Dataset records:
Start of Block
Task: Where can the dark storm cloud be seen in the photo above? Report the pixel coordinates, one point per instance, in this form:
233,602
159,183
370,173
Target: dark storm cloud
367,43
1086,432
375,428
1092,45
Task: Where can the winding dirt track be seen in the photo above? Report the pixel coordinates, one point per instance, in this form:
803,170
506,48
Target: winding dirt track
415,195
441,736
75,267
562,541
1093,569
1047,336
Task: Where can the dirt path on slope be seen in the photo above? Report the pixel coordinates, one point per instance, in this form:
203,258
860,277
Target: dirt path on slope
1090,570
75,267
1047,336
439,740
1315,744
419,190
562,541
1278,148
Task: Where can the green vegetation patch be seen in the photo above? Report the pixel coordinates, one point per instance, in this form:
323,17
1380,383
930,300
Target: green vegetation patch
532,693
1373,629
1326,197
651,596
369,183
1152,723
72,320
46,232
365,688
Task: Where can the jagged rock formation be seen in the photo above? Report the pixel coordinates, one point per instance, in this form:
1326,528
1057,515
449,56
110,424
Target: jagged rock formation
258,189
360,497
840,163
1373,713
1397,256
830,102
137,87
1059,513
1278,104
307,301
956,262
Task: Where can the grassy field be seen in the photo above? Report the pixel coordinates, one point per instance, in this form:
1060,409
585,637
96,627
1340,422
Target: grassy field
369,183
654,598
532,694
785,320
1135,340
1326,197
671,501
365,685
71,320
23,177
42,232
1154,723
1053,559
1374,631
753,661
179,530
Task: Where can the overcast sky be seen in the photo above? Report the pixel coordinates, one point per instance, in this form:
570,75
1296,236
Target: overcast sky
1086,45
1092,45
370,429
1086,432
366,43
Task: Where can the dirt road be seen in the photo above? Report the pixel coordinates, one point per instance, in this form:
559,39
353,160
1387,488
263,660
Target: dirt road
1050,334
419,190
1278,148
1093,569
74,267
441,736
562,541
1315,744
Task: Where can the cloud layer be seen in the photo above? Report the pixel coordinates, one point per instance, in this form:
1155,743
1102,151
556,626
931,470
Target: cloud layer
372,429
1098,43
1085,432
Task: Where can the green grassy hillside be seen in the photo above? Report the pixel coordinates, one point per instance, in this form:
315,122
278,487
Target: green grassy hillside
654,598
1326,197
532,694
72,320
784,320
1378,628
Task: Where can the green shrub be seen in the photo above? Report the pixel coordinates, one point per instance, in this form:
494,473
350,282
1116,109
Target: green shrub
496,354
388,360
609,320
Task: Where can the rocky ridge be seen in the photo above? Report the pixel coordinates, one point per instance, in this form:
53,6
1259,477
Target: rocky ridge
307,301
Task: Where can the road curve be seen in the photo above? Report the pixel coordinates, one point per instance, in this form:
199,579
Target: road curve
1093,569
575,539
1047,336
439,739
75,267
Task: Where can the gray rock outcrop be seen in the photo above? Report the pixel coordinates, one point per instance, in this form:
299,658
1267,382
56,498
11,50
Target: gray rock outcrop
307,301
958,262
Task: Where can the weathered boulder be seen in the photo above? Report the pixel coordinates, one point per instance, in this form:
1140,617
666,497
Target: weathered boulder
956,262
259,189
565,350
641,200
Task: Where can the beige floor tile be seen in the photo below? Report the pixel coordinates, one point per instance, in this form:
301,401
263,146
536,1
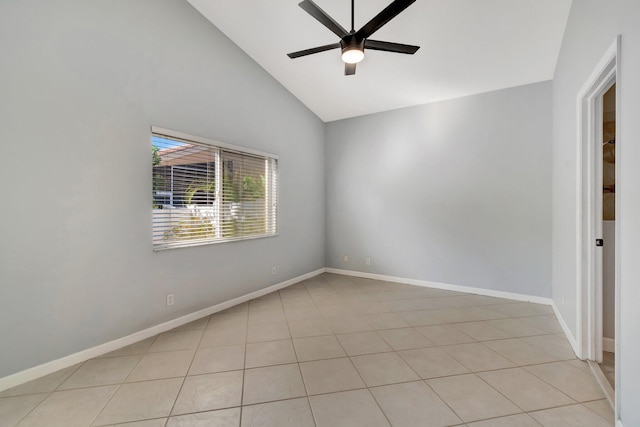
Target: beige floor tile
285,413
140,401
309,328
481,331
525,390
548,323
267,316
13,409
208,392
445,334
413,404
102,371
477,357
573,382
316,348
140,347
218,359
515,327
370,307
556,345
359,343
418,304
471,398
438,317
383,368
347,325
405,338
486,313
221,418
156,422
519,352
45,384
270,353
520,420
570,416
196,325
347,409
432,362
271,303
70,408
169,364
302,313
326,376
580,364
272,383
298,302
602,408
523,309
224,336
331,309
231,319
173,341
259,332
384,321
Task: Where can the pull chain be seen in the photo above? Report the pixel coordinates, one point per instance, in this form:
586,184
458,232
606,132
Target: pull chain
352,15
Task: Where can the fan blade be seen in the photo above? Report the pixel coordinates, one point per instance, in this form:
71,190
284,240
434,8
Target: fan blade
382,18
390,47
322,17
349,69
313,50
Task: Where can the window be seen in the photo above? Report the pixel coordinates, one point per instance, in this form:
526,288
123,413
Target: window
207,192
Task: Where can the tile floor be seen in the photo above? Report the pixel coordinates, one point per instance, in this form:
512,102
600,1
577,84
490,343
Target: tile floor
328,352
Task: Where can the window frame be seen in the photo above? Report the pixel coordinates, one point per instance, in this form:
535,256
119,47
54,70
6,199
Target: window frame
271,185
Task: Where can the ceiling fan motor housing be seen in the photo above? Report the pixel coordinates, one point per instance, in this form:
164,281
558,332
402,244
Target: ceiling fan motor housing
352,49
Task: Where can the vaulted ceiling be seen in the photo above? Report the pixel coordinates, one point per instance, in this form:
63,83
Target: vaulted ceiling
466,47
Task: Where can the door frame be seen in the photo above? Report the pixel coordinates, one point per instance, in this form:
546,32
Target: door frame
589,207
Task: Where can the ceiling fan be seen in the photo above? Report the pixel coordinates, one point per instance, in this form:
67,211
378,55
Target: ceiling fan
353,43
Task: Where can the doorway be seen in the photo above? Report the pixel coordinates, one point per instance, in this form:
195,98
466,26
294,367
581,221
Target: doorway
598,232
607,363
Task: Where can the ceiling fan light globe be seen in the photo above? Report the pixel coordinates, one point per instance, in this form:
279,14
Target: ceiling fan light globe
352,55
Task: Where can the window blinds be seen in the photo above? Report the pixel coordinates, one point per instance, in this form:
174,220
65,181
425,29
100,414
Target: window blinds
205,193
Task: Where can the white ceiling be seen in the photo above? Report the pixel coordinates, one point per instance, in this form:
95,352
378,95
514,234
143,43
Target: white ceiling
467,47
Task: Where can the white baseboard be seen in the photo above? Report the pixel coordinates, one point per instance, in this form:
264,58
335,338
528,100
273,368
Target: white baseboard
84,355
567,332
609,345
445,286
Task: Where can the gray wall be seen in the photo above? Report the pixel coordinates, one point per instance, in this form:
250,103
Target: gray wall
592,27
81,83
456,192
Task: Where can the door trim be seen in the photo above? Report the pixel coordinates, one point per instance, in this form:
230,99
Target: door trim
589,208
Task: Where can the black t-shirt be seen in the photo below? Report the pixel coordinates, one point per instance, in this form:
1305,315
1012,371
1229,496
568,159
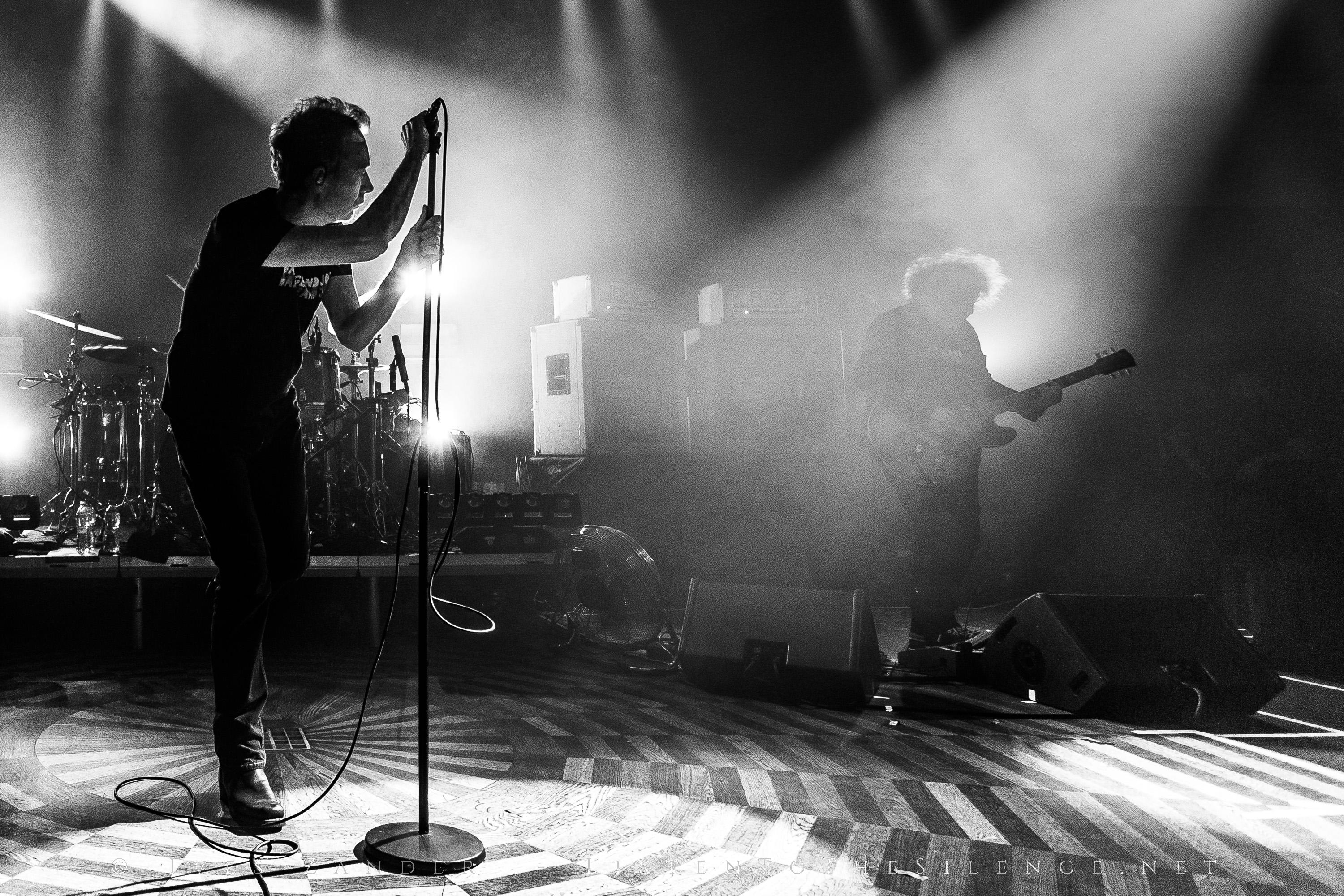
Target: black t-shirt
917,366
238,346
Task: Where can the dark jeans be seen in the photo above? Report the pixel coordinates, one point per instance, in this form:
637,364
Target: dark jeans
253,505
947,532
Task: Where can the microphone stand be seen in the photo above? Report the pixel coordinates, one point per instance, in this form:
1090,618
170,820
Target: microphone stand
422,848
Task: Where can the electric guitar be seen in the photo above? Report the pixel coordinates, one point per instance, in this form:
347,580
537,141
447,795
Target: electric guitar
947,447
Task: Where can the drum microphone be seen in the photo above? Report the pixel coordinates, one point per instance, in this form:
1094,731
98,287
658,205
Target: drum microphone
400,363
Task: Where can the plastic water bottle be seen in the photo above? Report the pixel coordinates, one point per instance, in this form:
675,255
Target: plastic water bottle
85,521
111,524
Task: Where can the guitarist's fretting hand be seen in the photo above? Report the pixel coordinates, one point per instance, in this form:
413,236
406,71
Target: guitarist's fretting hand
1039,398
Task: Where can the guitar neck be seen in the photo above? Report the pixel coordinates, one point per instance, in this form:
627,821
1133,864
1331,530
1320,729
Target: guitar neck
1014,402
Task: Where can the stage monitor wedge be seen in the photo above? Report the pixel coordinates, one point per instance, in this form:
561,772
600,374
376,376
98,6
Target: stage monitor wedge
799,644
1142,659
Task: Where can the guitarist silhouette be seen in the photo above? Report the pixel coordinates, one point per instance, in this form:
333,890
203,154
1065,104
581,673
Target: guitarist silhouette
928,389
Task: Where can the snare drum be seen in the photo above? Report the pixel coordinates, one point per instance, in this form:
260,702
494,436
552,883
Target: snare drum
End of Block
### TASK TO COMPLETE
Where a line of the data contains "snare", copy that line.

### ANSWER SPACE
Task: Where can the snare drum be seen in the photo above? Report the pixel coordinates, one point per instance, in this form:
Target: snare drum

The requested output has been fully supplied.